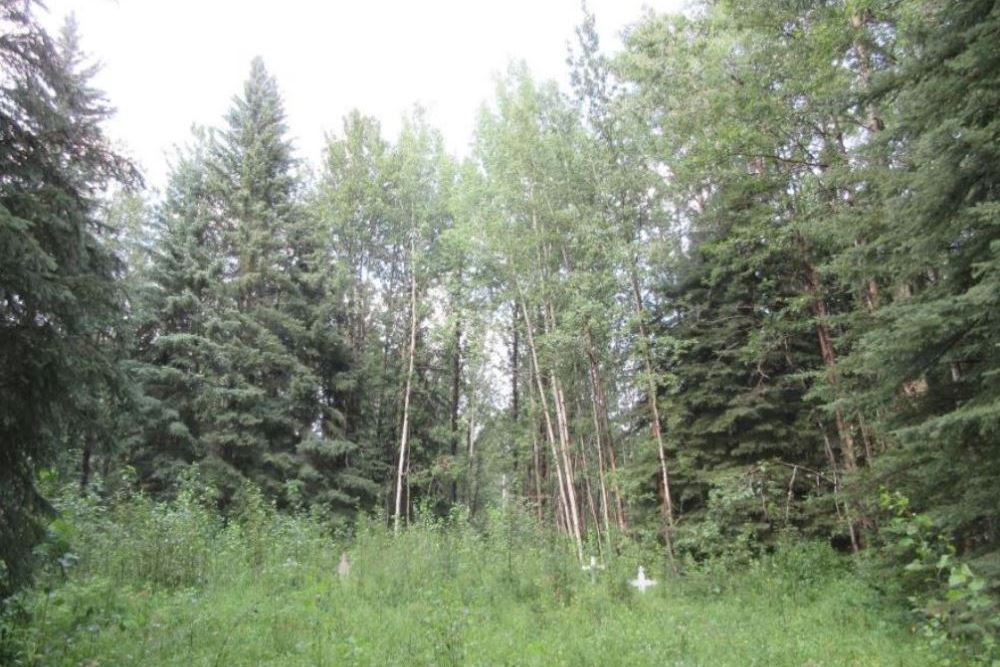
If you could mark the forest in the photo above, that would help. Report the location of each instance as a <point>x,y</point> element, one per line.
<point>727,307</point>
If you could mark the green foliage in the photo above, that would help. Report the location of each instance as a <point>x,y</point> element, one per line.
<point>440,592</point>
<point>59,302</point>
<point>950,600</point>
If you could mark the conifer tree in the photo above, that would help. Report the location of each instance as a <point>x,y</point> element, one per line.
<point>58,300</point>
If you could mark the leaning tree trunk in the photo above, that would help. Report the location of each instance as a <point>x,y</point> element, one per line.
<point>405,435</point>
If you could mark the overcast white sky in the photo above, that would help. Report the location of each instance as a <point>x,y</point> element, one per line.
<point>170,63</point>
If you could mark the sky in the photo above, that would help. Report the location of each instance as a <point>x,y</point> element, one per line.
<point>168,64</point>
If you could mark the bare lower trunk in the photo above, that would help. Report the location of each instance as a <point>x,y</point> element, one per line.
<point>667,504</point>
<point>405,435</point>
<point>549,429</point>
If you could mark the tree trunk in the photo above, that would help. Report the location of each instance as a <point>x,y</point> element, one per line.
<point>405,431</point>
<point>667,504</point>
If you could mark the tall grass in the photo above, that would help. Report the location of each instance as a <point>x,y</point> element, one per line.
<point>173,584</point>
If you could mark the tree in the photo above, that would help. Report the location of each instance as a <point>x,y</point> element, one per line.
<point>59,303</point>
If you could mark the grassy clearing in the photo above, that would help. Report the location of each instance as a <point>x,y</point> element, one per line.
<point>172,585</point>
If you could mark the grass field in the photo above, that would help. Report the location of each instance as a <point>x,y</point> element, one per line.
<point>154,584</point>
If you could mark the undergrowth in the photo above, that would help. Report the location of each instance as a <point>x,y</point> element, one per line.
<point>137,582</point>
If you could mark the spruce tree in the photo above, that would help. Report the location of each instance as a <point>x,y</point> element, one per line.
<point>59,301</point>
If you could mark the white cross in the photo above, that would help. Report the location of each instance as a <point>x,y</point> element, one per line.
<point>641,582</point>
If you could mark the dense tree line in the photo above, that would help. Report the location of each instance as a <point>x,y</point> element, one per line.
<point>741,281</point>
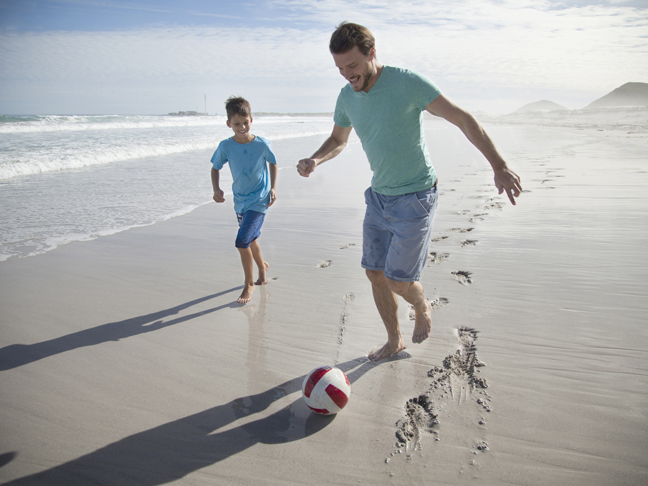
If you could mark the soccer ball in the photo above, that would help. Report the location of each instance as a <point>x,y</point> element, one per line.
<point>326,390</point>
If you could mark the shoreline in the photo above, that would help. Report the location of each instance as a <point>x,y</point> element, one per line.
<point>125,358</point>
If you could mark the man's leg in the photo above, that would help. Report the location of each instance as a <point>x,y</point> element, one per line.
<point>386,292</point>
<point>262,265</point>
<point>387,305</point>
<point>414,294</point>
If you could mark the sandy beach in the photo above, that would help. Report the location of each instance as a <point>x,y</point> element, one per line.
<point>126,360</point>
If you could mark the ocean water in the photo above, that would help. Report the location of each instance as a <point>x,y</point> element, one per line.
<point>76,178</point>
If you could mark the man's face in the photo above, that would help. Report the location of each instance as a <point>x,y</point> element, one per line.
<point>358,69</point>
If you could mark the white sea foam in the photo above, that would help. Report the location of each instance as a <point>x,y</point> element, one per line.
<point>77,178</point>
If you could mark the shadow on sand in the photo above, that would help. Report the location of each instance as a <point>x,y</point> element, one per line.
<point>17,355</point>
<point>176,449</point>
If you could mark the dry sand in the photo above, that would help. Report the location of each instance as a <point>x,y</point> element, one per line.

■ ■ ■ ■ ■ ■ ■

→ **WRITTEN EXERCISE**: Copy out every line of the listing above word for word, omitting the pictures.

→ **EXERCISE RESULT**:
If you could mark the forest in the photo above, that would help. Report the location of each instance as a <point>x,y</point> element, one per line.
<point>727,307</point>
If you could mark the green foliage in the photo above, that would help. Report the location of each instance as a <point>x,y</point> element, one per line.
<point>440,592</point>
<point>59,302</point>
<point>950,600</point>
If you could mark the conifer tree in the photo above, that would help. Report the location of each instance as a <point>x,y</point> element, one per line.
<point>58,300</point>
If you could mark the leaning tree trunk in the photo above, that would help. Report the location of each instance as a <point>x,y</point> element, one per line.
<point>405,435</point>
If you could mark the overcast white sky in the photo above, that would help. Report the location of each instance as a <point>x,y</point> element, one per line.
<point>170,63</point>
If you could mark the sky in the photo above, that would help. Report the location of each instance as a <point>x,y</point> element, one per line.
<point>168,64</point>
If you could mark the bare lower trunk in the photo above, that would help. Report the location of each instance as a <point>x,y</point> element, one per line.
<point>667,504</point>
<point>405,435</point>
<point>549,429</point>
If you could mark the tree trunk in the photo above, that would help. Report the location of each instance as a <point>x,y</point> element, one per line.
<point>405,431</point>
<point>667,504</point>
If you could mark the tall grass in the photo above, that would help. Report the location of each instance as a <point>x,y</point> element, one per line.
<point>173,584</point>
If you could mark the tree in the photo above, that would help. Report the location of each instance as a <point>x,y</point> element, one per line.
<point>59,303</point>
If you could mark the grassy clearing in the photo above, that would help. Report the location of each instance as a <point>x,y</point> element, one per line.
<point>172,585</point>
If you could mark the grass field in the photo above, that would help. Report the location of each instance as a <point>x,y</point> element, one per line.
<point>154,584</point>
If you could mark the undergrowth in the photo above, that would help. Report the location of each instance as a <point>x,y</point> element, one per line.
<point>137,582</point>
If you could mark the spruce tree in the photo above, that would help. Report the location of each instance as a <point>x,y</point> element, one per line.
<point>59,301</point>
If you could mark the white cross in the photo above, that would help. Report the location of each instance as a <point>x,y</point> element, one per line.
<point>641,582</point>
If you could mark the dense tree line in the photo above, that would help. Report the location of each instance as a <point>x,y</point> element, one per line.
<point>741,281</point>
If you could mark the soccer ball in the photo above, that would help. Report the location of each instance as a <point>x,y</point> element, one per line.
<point>326,390</point>
If you could mark the shoreline in the photo above, that would help. Report the location of each instance as a <point>x,y</point> element, one per line.
<point>125,358</point>
If you could mark the man's leg in the photo above, that would help. Report the location of each instance as a <point>x,y</point> element, one per line.
<point>386,292</point>
<point>262,265</point>
<point>387,305</point>
<point>414,294</point>
If you could mark the sandy beach in the photo above, that would help. Report the location of each instance as a <point>x,y</point> element, one per line.
<point>126,360</point>
If you could mark the ocean water in the photo above, that would help. Report the location of each instance as a <point>x,y</point> element, one per line.
<point>76,178</point>
If you could mark the man's face in the photo above, that would help. Report the location of each instance as a <point>x,y</point> element, one per line.
<point>358,69</point>
If you could mark the white sea foam in the photo above, that would help. Report the location of each instance as a <point>x,y</point> element, one per line.
<point>77,178</point>
If you could mark the shadow on sand in the photo above, that would help. Report the location of each instance as a <point>x,y</point> element, one per line.
<point>17,355</point>
<point>176,449</point>
If you could mark the dry sand in the photo above, that would help. Report the location of each instance as a <point>x,y</point> element, one per line.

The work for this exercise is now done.